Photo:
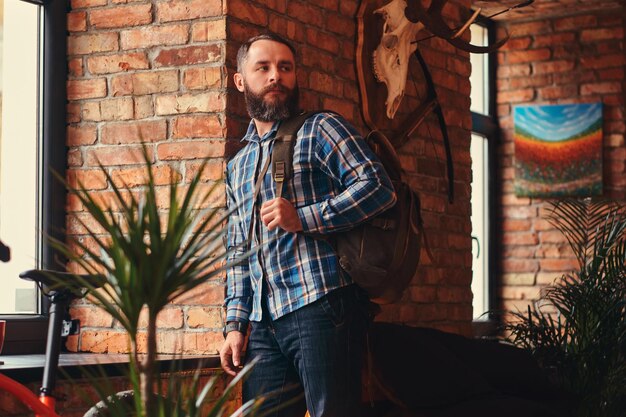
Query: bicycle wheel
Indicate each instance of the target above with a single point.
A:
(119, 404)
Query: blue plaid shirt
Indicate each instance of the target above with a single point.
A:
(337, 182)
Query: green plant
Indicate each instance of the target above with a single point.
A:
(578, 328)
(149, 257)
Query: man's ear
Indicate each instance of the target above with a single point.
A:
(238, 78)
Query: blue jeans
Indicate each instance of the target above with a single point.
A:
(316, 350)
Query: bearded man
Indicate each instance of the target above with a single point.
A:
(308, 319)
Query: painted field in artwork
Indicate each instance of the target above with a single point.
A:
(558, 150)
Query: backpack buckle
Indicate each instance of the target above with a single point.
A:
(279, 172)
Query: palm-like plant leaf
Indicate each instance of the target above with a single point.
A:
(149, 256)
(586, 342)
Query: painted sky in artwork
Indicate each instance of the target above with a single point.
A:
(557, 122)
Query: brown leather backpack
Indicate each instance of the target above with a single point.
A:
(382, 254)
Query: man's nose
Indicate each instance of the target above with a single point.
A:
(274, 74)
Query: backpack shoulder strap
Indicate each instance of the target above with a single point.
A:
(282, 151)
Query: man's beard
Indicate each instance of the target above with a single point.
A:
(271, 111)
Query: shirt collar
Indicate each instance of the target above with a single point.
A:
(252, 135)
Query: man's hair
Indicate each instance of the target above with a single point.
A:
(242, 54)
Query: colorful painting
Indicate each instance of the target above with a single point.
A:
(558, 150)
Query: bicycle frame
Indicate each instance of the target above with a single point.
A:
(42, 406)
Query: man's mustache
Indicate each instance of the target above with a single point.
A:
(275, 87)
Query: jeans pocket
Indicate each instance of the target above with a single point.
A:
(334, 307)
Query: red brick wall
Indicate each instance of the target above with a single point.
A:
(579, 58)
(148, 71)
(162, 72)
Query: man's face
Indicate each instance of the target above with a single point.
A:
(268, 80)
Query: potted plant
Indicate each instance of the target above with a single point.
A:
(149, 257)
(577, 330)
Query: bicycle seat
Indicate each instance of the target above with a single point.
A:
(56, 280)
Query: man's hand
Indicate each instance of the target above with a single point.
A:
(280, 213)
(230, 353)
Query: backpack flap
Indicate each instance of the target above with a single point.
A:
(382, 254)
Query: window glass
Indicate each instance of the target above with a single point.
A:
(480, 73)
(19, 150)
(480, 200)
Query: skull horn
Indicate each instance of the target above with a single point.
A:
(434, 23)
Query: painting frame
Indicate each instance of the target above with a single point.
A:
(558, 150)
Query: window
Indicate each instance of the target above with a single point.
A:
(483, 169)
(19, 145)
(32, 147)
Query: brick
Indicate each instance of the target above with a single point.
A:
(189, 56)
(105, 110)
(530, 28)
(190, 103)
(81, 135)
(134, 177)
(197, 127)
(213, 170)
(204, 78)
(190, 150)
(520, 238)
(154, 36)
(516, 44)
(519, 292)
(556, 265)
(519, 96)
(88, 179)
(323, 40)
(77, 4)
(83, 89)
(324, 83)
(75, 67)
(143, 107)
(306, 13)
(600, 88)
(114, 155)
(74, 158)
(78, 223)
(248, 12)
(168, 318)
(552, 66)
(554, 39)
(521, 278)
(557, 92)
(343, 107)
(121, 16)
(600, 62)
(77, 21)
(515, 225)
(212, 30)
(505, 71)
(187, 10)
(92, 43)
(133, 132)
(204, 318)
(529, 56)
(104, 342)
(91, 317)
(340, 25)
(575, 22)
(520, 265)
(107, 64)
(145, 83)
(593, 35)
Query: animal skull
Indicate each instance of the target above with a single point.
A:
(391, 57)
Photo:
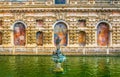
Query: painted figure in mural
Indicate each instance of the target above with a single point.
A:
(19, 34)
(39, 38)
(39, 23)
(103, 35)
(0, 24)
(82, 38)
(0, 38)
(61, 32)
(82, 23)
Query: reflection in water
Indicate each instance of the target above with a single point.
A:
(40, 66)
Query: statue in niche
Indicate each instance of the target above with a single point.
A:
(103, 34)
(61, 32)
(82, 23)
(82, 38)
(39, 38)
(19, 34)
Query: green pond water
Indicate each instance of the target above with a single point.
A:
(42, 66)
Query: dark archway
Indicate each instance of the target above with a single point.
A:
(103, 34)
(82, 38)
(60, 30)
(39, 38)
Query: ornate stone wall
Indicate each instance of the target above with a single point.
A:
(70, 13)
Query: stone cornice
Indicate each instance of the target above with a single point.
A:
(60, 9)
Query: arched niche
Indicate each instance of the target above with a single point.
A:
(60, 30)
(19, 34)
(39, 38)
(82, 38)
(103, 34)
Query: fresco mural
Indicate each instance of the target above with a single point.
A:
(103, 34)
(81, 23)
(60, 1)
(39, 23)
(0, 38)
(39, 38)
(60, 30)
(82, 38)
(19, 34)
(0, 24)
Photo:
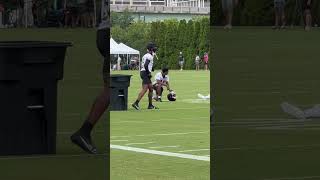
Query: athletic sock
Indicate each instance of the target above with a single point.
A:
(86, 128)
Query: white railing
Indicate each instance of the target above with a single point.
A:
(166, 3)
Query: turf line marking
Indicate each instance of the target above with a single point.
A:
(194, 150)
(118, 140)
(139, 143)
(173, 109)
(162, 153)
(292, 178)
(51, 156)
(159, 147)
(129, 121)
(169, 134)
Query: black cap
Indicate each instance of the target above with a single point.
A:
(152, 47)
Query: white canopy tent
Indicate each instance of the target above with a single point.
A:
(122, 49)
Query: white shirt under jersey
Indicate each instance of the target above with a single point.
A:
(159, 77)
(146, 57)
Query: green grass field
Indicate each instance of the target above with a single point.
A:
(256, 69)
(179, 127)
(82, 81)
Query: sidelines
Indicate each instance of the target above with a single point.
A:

++++++

Task requirements: Would you copy every line from the listing above that has the string "shirt" in it?

Answer space:
Query: blue plaid shirt
Query: shirt collar
Query: white shirt under jersey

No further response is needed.